# Data listing start
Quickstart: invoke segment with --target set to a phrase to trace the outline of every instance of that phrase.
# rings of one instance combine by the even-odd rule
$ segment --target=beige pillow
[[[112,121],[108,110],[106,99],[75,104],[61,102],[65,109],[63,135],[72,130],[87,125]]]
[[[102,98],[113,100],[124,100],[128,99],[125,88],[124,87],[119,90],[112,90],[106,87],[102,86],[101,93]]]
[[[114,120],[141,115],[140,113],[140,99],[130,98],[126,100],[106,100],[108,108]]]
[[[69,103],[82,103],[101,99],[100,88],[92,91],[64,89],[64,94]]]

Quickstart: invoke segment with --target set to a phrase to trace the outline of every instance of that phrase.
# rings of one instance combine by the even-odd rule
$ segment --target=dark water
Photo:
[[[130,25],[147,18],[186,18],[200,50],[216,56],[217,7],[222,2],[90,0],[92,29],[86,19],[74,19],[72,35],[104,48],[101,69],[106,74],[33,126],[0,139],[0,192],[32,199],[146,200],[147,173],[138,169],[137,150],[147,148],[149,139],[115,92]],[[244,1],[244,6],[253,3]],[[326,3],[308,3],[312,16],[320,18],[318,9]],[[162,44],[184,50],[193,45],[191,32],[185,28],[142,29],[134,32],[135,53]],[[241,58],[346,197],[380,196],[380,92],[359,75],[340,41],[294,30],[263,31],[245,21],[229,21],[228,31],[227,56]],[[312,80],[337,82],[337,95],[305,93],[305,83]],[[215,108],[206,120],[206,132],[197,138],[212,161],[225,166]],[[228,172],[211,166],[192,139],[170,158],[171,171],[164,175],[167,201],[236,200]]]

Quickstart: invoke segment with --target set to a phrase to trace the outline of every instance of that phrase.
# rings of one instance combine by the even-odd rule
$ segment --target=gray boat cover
# Data listing end
:: Do this ::
Write out all the items again, switching each "--target" to "--query" and leaving everything else the same.

:: Solution to the problem ::
Quickstart: invoke segment with --query set to a phrase to trace the outline of every instance of that phrase.
# rings of one instance combine by the even-odd rule
$ segment --query=beige pillow
[[[112,121],[108,110],[106,99],[75,104],[61,102],[65,109],[63,135],[72,130],[87,125]]]
[[[102,98],[113,100],[124,100],[128,99],[125,88],[124,87],[119,90],[112,90],[106,87],[102,86],[101,93]]]
[[[114,120],[141,115],[140,113],[140,99],[130,98],[126,100],[106,100],[108,108]]]
[[[69,103],[82,103],[101,99],[100,88],[92,91],[64,89],[64,94]]]

Quickstart: invoke segment with --query set to a phrase to trace the outline of every instance of that phrase.
# rings of one instance combine by the even-odd rule
$ segment --query=dark water
Photo:
[[[130,25],[147,18],[186,18],[200,50],[216,56],[217,7],[222,2],[90,0],[92,29],[86,19],[74,19],[72,35],[104,48],[101,69],[106,74],[33,126],[0,139],[0,192],[32,199],[146,200],[147,173],[138,169],[137,150],[147,148],[149,139],[115,92]],[[244,1],[244,6],[253,3]],[[326,3],[308,3],[312,16],[320,18],[318,9]],[[162,44],[184,50],[193,45],[191,32],[185,28],[142,29],[134,32],[135,53]],[[241,58],[346,197],[380,196],[380,92],[359,75],[340,41],[294,30],[263,31],[245,21],[229,21],[228,31],[227,56]],[[312,80],[337,82],[337,95],[305,93],[305,83]],[[215,108],[206,120],[206,132],[197,138],[212,161],[225,166]],[[228,172],[211,166],[192,139],[170,158],[171,171],[164,175],[167,201],[236,200]]]

Quickstart: invoke segment with --query set to a phrase to trace the outline of every instance of that phrase.
# rings of one instance combine by the even-odd rule
$ segment --query=gray boat cover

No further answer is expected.